Listing ▸
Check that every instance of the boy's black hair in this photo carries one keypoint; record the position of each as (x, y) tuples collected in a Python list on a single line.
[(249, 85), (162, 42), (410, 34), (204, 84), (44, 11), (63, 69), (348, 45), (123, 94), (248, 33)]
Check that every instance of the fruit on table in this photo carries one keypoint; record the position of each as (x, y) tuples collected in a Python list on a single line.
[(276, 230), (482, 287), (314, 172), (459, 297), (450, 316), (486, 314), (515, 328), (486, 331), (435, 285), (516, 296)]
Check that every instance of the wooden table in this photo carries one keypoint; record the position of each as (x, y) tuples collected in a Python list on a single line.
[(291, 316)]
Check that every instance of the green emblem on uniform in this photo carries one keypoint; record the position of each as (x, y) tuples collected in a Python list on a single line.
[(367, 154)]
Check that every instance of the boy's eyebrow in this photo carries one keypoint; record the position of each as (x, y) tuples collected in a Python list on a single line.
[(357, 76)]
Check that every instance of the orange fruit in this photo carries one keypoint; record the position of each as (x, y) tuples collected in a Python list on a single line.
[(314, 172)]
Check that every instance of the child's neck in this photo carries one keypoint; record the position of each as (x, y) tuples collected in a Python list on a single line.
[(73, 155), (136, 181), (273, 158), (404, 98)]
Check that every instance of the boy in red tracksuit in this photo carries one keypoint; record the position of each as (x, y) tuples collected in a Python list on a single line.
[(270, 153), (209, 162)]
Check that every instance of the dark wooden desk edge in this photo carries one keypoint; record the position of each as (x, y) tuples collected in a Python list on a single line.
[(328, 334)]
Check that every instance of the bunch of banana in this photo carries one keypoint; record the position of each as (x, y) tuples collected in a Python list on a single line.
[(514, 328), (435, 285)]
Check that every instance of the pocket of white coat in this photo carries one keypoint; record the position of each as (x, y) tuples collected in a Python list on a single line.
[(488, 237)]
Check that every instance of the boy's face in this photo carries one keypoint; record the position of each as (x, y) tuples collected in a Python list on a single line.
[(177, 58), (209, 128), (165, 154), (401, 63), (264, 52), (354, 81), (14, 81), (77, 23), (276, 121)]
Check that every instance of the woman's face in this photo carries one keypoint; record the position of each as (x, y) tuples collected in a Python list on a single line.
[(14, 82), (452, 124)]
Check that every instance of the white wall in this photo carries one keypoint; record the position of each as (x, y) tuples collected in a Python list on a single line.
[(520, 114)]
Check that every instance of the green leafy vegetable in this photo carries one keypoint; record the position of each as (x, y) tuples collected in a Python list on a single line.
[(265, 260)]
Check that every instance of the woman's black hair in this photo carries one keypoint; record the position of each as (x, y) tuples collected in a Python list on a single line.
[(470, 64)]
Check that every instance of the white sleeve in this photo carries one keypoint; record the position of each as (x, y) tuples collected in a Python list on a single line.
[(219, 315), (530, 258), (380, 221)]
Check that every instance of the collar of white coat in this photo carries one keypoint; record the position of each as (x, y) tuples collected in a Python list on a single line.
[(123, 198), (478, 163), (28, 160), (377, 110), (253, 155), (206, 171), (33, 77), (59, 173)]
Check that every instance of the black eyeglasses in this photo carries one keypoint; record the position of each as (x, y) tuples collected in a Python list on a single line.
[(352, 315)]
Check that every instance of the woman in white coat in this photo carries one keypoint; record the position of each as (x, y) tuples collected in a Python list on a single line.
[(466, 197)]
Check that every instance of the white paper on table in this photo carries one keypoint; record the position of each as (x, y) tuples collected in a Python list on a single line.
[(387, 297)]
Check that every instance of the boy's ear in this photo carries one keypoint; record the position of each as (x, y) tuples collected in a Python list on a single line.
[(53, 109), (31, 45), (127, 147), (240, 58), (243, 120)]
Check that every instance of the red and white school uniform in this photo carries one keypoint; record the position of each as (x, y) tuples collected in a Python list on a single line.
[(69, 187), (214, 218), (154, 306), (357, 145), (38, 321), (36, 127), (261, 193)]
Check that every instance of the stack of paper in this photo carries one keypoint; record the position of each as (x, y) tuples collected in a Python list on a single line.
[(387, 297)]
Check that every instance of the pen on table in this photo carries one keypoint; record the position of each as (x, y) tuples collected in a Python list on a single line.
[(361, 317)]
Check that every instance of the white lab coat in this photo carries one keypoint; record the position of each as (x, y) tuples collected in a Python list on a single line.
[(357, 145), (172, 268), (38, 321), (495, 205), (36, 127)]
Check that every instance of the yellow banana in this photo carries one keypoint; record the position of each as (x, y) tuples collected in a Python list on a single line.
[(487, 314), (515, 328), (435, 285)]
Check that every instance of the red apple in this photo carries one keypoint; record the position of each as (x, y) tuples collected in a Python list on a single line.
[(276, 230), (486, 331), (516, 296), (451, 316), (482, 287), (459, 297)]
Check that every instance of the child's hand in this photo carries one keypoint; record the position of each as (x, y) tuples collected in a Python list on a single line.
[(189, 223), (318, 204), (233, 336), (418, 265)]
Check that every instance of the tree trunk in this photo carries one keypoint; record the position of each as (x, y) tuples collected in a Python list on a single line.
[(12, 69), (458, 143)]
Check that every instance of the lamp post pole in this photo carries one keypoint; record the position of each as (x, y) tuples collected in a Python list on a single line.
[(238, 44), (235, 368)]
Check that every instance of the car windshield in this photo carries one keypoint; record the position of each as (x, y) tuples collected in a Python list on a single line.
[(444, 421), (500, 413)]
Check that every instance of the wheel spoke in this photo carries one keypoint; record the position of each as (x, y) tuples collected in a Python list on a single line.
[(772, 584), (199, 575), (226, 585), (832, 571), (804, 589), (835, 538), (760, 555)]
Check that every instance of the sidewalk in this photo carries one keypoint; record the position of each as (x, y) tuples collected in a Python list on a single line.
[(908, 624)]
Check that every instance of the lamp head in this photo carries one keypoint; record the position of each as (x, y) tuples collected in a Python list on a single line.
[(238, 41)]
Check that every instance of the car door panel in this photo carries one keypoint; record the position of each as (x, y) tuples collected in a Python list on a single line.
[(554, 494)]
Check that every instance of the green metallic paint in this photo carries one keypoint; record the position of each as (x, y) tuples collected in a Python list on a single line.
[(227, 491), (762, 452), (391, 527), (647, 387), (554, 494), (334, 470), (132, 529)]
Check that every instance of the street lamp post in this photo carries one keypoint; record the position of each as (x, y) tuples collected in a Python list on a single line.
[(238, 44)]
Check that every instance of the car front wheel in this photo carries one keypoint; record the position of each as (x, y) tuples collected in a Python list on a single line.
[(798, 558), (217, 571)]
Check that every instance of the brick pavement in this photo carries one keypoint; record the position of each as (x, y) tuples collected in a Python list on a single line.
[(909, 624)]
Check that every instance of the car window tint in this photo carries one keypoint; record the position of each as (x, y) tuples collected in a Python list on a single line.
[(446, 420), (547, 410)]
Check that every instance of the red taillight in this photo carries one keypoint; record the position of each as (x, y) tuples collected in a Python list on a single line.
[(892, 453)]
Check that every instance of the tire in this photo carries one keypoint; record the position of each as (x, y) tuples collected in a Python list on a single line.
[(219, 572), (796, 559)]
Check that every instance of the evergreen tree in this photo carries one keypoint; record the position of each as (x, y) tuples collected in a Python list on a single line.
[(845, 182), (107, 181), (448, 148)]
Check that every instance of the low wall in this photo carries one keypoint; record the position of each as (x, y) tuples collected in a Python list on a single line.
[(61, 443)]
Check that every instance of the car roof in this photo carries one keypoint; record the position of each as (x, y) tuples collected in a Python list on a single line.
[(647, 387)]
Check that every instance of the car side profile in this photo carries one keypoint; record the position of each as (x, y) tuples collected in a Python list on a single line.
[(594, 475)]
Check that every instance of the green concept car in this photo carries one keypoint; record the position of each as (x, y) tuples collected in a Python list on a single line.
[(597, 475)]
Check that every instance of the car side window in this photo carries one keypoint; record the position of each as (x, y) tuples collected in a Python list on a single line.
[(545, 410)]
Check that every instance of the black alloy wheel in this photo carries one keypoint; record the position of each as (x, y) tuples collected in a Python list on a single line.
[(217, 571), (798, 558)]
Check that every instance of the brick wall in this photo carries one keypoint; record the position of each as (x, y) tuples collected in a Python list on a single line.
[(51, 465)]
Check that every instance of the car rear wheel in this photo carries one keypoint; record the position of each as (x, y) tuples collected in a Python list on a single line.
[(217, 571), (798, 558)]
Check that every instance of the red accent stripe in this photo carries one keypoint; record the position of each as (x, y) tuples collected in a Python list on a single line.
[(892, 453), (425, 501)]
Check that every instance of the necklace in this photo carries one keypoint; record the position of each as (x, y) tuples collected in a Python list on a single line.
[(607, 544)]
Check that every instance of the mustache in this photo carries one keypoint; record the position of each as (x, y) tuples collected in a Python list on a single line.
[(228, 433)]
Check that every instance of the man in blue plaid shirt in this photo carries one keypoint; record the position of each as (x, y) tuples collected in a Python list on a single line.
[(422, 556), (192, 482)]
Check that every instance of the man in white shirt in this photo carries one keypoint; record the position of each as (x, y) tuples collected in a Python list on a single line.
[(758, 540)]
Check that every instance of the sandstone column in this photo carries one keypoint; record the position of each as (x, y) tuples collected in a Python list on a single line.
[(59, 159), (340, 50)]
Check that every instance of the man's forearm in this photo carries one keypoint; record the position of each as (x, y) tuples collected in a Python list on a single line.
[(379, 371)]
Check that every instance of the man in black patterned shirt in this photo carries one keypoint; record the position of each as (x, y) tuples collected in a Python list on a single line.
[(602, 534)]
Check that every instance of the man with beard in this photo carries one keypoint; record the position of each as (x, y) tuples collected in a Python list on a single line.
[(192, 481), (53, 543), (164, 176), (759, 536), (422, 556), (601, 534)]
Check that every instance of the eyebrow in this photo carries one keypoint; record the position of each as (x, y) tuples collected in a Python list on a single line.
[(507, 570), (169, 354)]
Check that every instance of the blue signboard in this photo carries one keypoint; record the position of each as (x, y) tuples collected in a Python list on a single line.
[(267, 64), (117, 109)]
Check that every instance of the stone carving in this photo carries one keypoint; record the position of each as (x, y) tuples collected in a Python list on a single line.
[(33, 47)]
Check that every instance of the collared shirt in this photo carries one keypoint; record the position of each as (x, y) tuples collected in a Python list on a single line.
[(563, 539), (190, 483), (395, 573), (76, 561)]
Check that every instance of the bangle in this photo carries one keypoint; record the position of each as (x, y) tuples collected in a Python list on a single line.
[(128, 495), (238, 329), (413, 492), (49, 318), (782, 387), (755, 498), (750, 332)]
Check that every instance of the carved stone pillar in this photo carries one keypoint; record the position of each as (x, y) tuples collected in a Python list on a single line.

Stated task ▸ Reproduce the part of the listing that opens with the line containing "Check that every instance of the sandstone" and closes with the line containing "[(379, 371)]", swapping "sandstone column" for "stone pillar" and leaving everything else unchanged.

Correct answer ▸
Check that every instance of the stone pillar in this photo carries one keypoint; record the position of each as (x, y) tuples collected in a Python list on a single line.
[(59, 159), (340, 50)]
Check that every instance of the man's forearm in this photo carries one keypoint; record the position of each as (x, y) tuples collected in a Python list on a single line.
[(379, 371)]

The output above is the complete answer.